__AUFGABE__
Stimmen die folgenden Aussagen mit dem Text über den Film „Nuclear Nation“ weiter unten überein? Gib zu jeder Aussage Ja oder Nein an und zitiere wörtlich die Stelle aus dem Text, die den Ausschlag gibt.
1. Die Regierung lässt pro evakuierter Familie zwei Erwachsene für zwei Stunden in die geräumte Zone zurück.
2. Der Bauer will seine Kühe töten, weil er ihre Milch nicht mehr verkaufen kann.
3. Der andere Milchbauer hat sich den Anweisungen der Regierung widersetzt.

__AUSGANGSTEXT__
★ ★ ★ ★ ★

So spürt "Nuclear Nation" den politischen und sozialen Brüchen nach, die sich im Gefolge von Fukushima aufgetan haben, verbindet dabei aber das Analytische mit einer radikal empathischen Haltung, die auf Erschütterung abzielt und diese auch erreicht. Immer wieder findet Regisseur Funahashi Bilder und Szenen, in denen ganz konkrete Kleinigkeiten plötzlich das Ausmaß der Katastrophe kommunizieren. Da ist etwa die Familie, die sich hinsetzt und Listen schreibt: die Regierung erlaubt je zwei Erwachsenen pro evakuierter Familie, für zwei Stunden in die geräumte Zone zurückzukehren, zu ihren Häusern oder dem, was davon übrigblieb; jetzt schreibt jeder auf, welche wenigen Gegenstände er oder sie geborgen haben möchte – ein Listen-Schreiben, das zutiefst verstört. Und dann ist da der Bauer, der seine Kühe weiter in der Provinz Fukushima weiden lässt und sich weigert, sie zu töten; er weiß, dass er weder ihre Milch noch ihr Fleisch wird verkaufen können, aber er erklärt mit fester Stimme, dass seine Kühe Überlebende sind genau wie er und dass er sich um diese Überlebenden-Kühe weiter kümmern wird. Dann führt er den Filmemacher in den Stall eines anderen Milchbauern, der den Direktiven der Regierung gefolgt ist. Fast ein Jahr nach Fukushima liegen die Kadaver seine Herde immer noch in diesem Stall, so stark verwest, dass sie kaum mehr als Tierkörper zu erkennen sind.

★ ★ ★ ★ ★

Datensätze
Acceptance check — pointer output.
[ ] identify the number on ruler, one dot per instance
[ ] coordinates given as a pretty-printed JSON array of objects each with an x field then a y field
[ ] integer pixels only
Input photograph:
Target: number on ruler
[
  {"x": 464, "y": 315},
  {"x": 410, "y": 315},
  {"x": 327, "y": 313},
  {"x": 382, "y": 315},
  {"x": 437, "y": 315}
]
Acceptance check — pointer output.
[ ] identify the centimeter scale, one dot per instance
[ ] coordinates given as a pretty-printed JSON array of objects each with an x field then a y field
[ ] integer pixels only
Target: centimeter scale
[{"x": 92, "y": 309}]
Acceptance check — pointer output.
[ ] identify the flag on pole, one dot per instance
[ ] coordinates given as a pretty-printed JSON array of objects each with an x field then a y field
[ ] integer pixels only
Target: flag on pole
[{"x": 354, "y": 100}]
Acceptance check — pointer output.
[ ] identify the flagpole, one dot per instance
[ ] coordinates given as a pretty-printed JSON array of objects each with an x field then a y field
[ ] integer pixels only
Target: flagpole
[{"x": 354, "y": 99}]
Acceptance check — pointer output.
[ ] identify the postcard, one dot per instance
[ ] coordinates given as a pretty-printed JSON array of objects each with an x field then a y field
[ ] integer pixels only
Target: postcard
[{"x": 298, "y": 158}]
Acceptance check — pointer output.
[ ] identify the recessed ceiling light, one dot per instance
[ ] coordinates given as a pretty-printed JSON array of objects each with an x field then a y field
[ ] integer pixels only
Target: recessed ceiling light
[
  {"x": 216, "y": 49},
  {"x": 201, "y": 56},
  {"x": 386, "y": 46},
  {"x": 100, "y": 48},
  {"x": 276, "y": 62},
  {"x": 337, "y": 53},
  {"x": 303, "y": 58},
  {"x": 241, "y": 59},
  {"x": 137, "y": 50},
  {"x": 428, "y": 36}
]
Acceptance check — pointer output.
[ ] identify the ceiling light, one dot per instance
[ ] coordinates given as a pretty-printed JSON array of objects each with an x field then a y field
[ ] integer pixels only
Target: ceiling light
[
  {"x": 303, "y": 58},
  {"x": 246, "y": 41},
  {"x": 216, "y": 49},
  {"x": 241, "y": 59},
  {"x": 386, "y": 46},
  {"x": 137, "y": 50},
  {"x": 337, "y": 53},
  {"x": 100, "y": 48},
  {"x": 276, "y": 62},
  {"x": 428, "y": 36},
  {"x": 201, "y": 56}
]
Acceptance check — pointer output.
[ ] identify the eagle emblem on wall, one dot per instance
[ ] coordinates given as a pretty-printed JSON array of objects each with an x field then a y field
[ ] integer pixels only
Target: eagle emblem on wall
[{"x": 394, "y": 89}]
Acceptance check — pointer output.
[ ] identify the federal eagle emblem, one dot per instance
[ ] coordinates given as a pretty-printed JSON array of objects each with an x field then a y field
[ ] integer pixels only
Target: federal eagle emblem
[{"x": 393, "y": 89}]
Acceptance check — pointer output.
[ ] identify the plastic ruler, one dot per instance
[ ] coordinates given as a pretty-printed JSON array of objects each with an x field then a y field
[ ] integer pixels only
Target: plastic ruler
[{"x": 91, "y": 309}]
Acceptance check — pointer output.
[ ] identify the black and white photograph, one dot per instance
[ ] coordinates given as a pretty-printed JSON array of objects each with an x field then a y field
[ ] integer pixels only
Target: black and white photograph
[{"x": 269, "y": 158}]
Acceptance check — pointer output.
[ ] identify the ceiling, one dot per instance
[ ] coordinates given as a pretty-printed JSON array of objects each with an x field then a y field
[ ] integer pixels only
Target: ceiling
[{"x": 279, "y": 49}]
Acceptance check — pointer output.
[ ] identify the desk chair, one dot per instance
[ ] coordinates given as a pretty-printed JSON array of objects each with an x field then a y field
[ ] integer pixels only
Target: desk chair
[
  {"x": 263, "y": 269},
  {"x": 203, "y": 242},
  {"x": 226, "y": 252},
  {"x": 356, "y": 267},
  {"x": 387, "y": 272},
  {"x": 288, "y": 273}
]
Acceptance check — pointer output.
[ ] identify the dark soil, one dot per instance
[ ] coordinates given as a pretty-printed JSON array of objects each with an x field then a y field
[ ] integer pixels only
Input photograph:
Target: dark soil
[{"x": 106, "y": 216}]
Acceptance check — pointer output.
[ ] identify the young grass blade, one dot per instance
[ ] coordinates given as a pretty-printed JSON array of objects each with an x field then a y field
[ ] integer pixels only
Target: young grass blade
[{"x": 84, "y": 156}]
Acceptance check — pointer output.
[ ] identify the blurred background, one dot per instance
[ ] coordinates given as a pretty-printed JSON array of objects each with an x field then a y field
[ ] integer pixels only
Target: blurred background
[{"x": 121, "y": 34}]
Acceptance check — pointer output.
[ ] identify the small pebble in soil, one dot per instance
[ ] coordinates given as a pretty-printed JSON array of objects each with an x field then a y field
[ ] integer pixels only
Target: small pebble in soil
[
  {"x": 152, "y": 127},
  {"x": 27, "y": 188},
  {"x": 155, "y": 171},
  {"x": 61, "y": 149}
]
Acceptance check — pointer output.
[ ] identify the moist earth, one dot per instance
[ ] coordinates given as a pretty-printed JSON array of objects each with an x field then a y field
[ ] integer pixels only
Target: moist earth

★ ★ ★ ★ ★

__ANTWORT__
1. Ja: „die Regierung erlaubt je zwei Erwachsenen pro evakuierter Familie, für zwei Stunden in die geräumte Zone zurückzukehren“
2. Nein: „sich weigert, sie zu töten“
3. Nein: „der den Direktiven der Regierung gefolgt ist“